Records from a data source
Segment Open
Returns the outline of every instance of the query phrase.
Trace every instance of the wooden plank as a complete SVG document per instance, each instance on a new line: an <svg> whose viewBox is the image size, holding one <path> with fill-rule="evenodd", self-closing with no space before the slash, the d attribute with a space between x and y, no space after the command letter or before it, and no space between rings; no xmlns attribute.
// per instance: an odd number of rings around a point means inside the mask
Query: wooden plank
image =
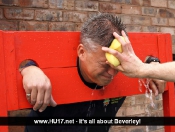
<svg viewBox="0 0 175 132"><path fill-rule="evenodd" d="M4 45L3 45L3 33L0 31L0 117L7 116L7 87L5 76L5 64L4 64ZM1 126L1 132L8 132L8 126Z"/></svg>
<svg viewBox="0 0 175 132"><path fill-rule="evenodd" d="M3 35L8 110L18 109L18 99L20 98L20 93L18 94L16 82L16 72L18 72L18 67L16 67L15 60L14 32L4 32Z"/></svg>
<svg viewBox="0 0 175 132"><path fill-rule="evenodd" d="M158 35L159 56L162 62L172 61L172 43L170 34ZM167 82L166 91L163 93L163 112L165 117L175 116L175 91L174 83ZM175 126L165 126L166 132L173 132Z"/></svg>

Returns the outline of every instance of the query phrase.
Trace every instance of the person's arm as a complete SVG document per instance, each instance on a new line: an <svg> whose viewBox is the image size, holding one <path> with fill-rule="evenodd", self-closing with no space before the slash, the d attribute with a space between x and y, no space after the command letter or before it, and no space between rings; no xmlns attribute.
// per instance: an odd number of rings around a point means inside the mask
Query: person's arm
<svg viewBox="0 0 175 132"><path fill-rule="evenodd" d="M123 52L120 53L116 50L102 47L103 51L113 54L121 63L119 66L114 67L107 62L112 68L121 71L129 77L156 78L175 82L175 62L162 63L159 65L144 64L135 55L131 43L124 31L122 31L122 36L125 40L115 32L113 35L121 43Z"/></svg>
<svg viewBox="0 0 175 132"><path fill-rule="evenodd" d="M33 105L34 110L44 111L50 104L56 106L52 97L52 86L49 78L37 67L32 60L24 61L19 68L23 76L23 87L26 98Z"/></svg>
<svg viewBox="0 0 175 132"><path fill-rule="evenodd" d="M159 65L144 64L136 74L136 77L140 78L157 78L175 82L175 62Z"/></svg>

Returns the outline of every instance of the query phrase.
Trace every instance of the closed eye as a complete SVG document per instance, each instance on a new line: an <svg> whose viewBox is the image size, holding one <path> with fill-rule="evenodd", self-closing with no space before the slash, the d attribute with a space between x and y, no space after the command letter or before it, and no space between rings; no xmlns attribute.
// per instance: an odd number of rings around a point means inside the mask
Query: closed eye
<svg viewBox="0 0 175 132"><path fill-rule="evenodd" d="M99 65L100 65L101 67L103 67L104 69L108 69L108 68L109 68L109 65L106 64L106 62L98 62L98 63L99 63Z"/></svg>

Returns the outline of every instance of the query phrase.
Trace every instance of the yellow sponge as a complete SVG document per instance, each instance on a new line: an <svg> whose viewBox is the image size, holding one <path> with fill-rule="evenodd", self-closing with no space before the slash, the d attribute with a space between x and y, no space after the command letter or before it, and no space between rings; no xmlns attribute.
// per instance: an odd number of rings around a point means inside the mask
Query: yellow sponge
<svg viewBox="0 0 175 132"><path fill-rule="evenodd" d="M123 40L124 40L124 38L123 38ZM117 39L114 39L112 41L111 46L109 48L117 50L119 52L122 52L122 46ZM106 53L105 56L106 56L106 59L108 60L108 62L111 63L112 65L114 65L114 66L120 65L119 60L115 56L113 56L112 54Z"/></svg>

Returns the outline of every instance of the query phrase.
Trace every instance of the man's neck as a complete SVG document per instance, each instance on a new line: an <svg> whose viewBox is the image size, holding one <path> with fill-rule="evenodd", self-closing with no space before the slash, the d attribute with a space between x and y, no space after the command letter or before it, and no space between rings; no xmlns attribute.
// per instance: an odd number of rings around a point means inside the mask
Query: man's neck
<svg viewBox="0 0 175 132"><path fill-rule="evenodd" d="M83 81L83 83L88 86L89 88L92 89L101 89L103 88L103 86L98 86L96 83L93 83L87 76L86 74L83 72L82 68L81 68L81 64L79 61L79 58L77 58L77 69L78 69L78 73L79 76L81 78L81 80Z"/></svg>

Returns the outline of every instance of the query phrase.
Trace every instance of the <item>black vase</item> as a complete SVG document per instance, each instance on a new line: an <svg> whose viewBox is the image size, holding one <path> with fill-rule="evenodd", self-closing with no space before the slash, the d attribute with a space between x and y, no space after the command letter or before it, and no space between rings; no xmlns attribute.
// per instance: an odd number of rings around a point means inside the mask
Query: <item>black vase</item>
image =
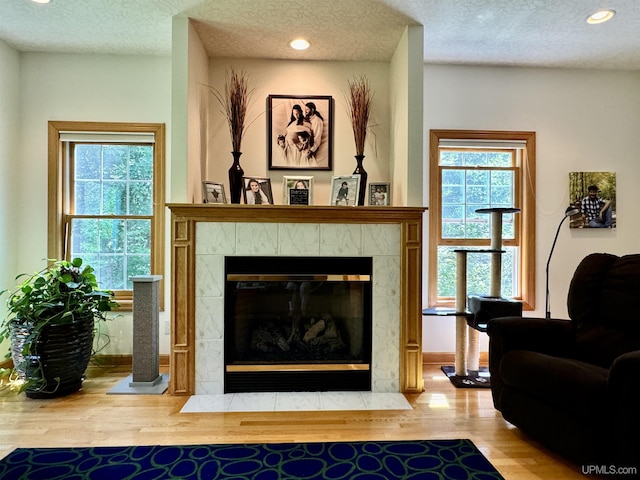
<svg viewBox="0 0 640 480"><path fill-rule="evenodd" d="M364 205L364 199L367 196L367 171L362 166L364 155L356 155L358 165L353 171L354 175L360 175L360 193L358 193L358 205Z"/></svg>
<svg viewBox="0 0 640 480"><path fill-rule="evenodd" d="M11 322L11 356L29 398L55 398L80 390L93 349L94 316L44 326L30 355L23 355L35 326Z"/></svg>
<svg viewBox="0 0 640 480"><path fill-rule="evenodd" d="M240 166L242 152L231 152L231 155L233 155L233 165L229 169L229 194L231 195L231 203L240 203L244 175L244 170Z"/></svg>

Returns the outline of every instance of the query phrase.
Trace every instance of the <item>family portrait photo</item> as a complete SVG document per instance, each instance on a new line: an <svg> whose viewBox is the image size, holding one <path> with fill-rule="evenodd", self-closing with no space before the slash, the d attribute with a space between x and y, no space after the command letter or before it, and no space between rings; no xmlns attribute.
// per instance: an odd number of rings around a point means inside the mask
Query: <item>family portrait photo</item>
<svg viewBox="0 0 640 480"><path fill-rule="evenodd" d="M224 193L224 185L218 182L202 182L203 203L227 203L227 196Z"/></svg>
<svg viewBox="0 0 640 480"><path fill-rule="evenodd" d="M242 177L244 188L242 196L247 205L273 205L271 179L258 177Z"/></svg>
<svg viewBox="0 0 640 480"><path fill-rule="evenodd" d="M269 95L269 169L331 170L333 99Z"/></svg>

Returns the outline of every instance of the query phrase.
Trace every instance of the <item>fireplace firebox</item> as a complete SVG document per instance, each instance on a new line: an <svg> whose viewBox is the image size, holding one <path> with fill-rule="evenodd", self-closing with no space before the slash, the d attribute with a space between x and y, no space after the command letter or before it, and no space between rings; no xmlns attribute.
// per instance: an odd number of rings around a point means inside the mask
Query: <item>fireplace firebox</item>
<svg viewBox="0 0 640 480"><path fill-rule="evenodd" d="M224 391L370 391L371 257L225 258Z"/></svg>

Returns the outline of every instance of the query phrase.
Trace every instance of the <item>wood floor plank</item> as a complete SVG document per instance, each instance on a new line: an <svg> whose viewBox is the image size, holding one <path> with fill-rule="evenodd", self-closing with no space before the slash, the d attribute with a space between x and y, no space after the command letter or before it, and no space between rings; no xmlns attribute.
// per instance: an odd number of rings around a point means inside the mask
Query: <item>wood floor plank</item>
<svg viewBox="0 0 640 480"><path fill-rule="evenodd" d="M493 408L488 389L456 389L425 365L413 410L180 413L187 397L108 395L130 372L92 366L83 390L56 400L0 391L0 457L18 447L359 440L472 440L507 480L597 479L527 438Z"/></svg>

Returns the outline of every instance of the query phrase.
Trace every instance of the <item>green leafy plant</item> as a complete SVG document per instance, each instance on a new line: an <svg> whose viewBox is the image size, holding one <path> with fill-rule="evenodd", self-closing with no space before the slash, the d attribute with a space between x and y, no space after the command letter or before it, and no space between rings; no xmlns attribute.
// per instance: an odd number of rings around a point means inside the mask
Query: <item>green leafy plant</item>
<svg viewBox="0 0 640 480"><path fill-rule="evenodd" d="M117 306L112 300L113 292L98 287L93 267L83 265L81 258L49 262L50 266L39 272L16 277L22 284L9 294L7 316L0 327L0 339L12 341L7 358L12 356L14 360L13 368L1 369L0 377L22 380L9 382L18 383L19 391L46 384L37 351L46 327L71 324L87 317L94 323L106 320L106 312ZM17 347L12 338L16 329L28 332Z"/></svg>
Segment Closed
Problem statement —
Lines with the word "wooden" in them should be copied from the preceding records.

The answer —
Trace every instance of the wooden plank as a complete SVG document per instance, each instance on a new line: an <svg> whose viewBox is the image size, holding one <path> with fill-rule="evenodd", self-closing with no space before the slash, the d attribute with a space between x and y, no space after the command letter or before it, and no space between rings; no xmlns attribute.
Query: wooden plank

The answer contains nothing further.